• **TASK BRIEF**:
Output every entry exactly as written.
-- RECORD EXCERPTS follows --
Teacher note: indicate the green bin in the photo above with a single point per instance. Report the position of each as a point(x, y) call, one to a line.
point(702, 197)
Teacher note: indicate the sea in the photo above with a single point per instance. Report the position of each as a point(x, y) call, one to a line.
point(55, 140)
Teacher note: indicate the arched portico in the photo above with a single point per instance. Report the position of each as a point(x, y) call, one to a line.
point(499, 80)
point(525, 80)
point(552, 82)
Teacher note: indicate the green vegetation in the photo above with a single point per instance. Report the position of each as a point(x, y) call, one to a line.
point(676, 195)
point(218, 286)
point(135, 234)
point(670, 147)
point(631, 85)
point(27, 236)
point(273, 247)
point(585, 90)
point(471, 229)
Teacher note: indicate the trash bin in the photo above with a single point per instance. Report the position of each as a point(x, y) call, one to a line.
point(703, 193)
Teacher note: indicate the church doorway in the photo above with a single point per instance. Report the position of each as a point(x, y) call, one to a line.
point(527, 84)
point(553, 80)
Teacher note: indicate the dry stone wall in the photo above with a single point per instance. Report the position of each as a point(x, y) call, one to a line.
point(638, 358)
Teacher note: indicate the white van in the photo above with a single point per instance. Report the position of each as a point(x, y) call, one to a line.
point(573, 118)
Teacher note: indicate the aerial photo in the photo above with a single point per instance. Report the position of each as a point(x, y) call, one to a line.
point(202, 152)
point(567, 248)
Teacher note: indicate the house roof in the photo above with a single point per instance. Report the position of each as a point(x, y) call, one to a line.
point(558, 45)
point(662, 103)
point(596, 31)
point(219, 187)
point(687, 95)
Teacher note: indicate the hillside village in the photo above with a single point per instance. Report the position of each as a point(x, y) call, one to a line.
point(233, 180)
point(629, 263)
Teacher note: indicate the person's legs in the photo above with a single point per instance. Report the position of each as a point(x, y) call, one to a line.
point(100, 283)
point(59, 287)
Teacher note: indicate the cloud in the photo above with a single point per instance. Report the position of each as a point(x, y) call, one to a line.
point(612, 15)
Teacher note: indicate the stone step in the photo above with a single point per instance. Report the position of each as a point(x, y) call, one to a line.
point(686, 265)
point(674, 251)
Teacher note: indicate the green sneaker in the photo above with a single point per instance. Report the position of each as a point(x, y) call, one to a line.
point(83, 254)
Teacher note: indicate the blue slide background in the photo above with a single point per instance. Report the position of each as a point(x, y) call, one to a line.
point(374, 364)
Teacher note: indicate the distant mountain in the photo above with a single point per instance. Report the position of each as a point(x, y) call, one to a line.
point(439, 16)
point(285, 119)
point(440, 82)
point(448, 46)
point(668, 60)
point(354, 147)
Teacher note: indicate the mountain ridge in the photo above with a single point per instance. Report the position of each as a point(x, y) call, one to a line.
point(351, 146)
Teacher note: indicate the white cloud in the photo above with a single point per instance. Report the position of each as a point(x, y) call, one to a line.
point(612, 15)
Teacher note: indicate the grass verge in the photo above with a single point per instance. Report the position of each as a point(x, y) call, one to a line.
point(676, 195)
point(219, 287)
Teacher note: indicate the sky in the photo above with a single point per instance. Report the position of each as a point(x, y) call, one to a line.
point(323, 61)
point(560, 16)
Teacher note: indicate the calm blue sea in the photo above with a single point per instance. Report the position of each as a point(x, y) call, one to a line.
-- RECORD EXCERPTS concluded --
• **ANSWER**:
Teacher note: indicate the green bin in the photo above with a single point per instance. Report the position of each as a point(x, y) call, one to a line.
point(702, 197)
Teacher note: indicate the sea in the photo above with a single point per instance. Report the position of each as a point(x, y) call, one to a line.
point(55, 140)
Teacher note: indicate the arched portico in the photo above with a single point per instance. Report the position of each as a point(x, y) call, one to a line.
point(499, 80)
point(525, 80)
point(552, 82)
Teacher note: indicate the green vegetation in the photo above with a single point per instance. Report the position of each as a point(x, y) call, one to a line.
point(676, 195)
point(218, 286)
point(135, 234)
point(670, 147)
point(631, 85)
point(27, 236)
point(273, 247)
point(585, 90)
point(471, 229)
Teacher note: indicate the trash bin in the photo above with a single point per instance. Report the position of each as a point(x, y) call, one to a line.
point(703, 193)
Teacher note: indicate the church doorway in the photo above with a single point per instance. Report the position of each as a point(x, y) call, one to a line.
point(527, 84)
point(553, 80)
Teacher note: indicate the dry stone wall in the photo above with a single point per instance. Report the position of each as a point(x, y) call, one to a line.
point(638, 358)
Teacher note: indicate the white van in the photo above with a single point per instance. Report the position of each as a point(x, y) call, one to a line.
point(573, 118)
Teacher note: indicate the aerial photo in the photo above with a single point per instance. Report the position of each as a point(x, y) call, one to a line.
point(202, 152)
point(567, 248)
Teacher note: indicate the house roof in the photo above with a single point per instance. Report the position of each as a point(x, y) call, one to a line.
point(558, 45)
point(662, 103)
point(596, 31)
point(219, 187)
point(687, 95)
Teacher note: indicate the hillside village in the photo above with a single point per instance. Report the position of each as a point(x, y) call, one to a line.
point(233, 180)
point(629, 263)
Teacher note: indicate the person's legs in the photo above with a single point per instance. Report the position of each as a point(x, y) call, one to a line.
point(100, 283)
point(59, 287)
Teacher note: indicate the cloud in the photo above with a single point per instance. Report the position of each as a point(x, y) call, one to a line.
point(612, 15)
Teacher note: indicate the stone step in the photo above with a single point per instance. Report the position of each as a point(x, y) call, one to a line.
point(686, 265)
point(674, 251)
Teacher note: indicate the green sneaker in the photo above with a single point per instance. Report the position of each as a point(x, y) call, one to a line.
point(83, 254)
Teacher note: indicate the blue slide background in the photo above with a single point per instance. Report the position of each as a point(x, y) call, one to a line.
point(374, 364)
Teacher note: indicate the distant mountain in the photo above with a single point per instance. Report the position of each as a point(x, y) call, one to a line.
point(439, 16)
point(285, 119)
point(440, 82)
point(448, 46)
point(668, 60)
point(354, 147)
Teacher note: indicate the mountain ridge in the photo above with a single point per instance. Report the position of each as a point(x, y) call, one to a line.
point(351, 146)
Teacher note: indicate the white cloud in the photo above with a single point per instance. Report the position of each as a point(x, y) call, one to a line.
point(612, 15)
Teacher note: indicate the grass verge in the photo above with a single point per instance. Report the position of each as a point(x, y) call, one to a line.
point(676, 195)
point(219, 287)
Teacher note: indicate the sky in the photo above with a single point per instance. Report the position of each as a point(x, y) call, one to a line.
point(323, 61)
point(560, 16)
Teacher note: indicate the calm blue sea in the photo above with a single point per instance. Report the position of each as a point(x, y) call, one to a line.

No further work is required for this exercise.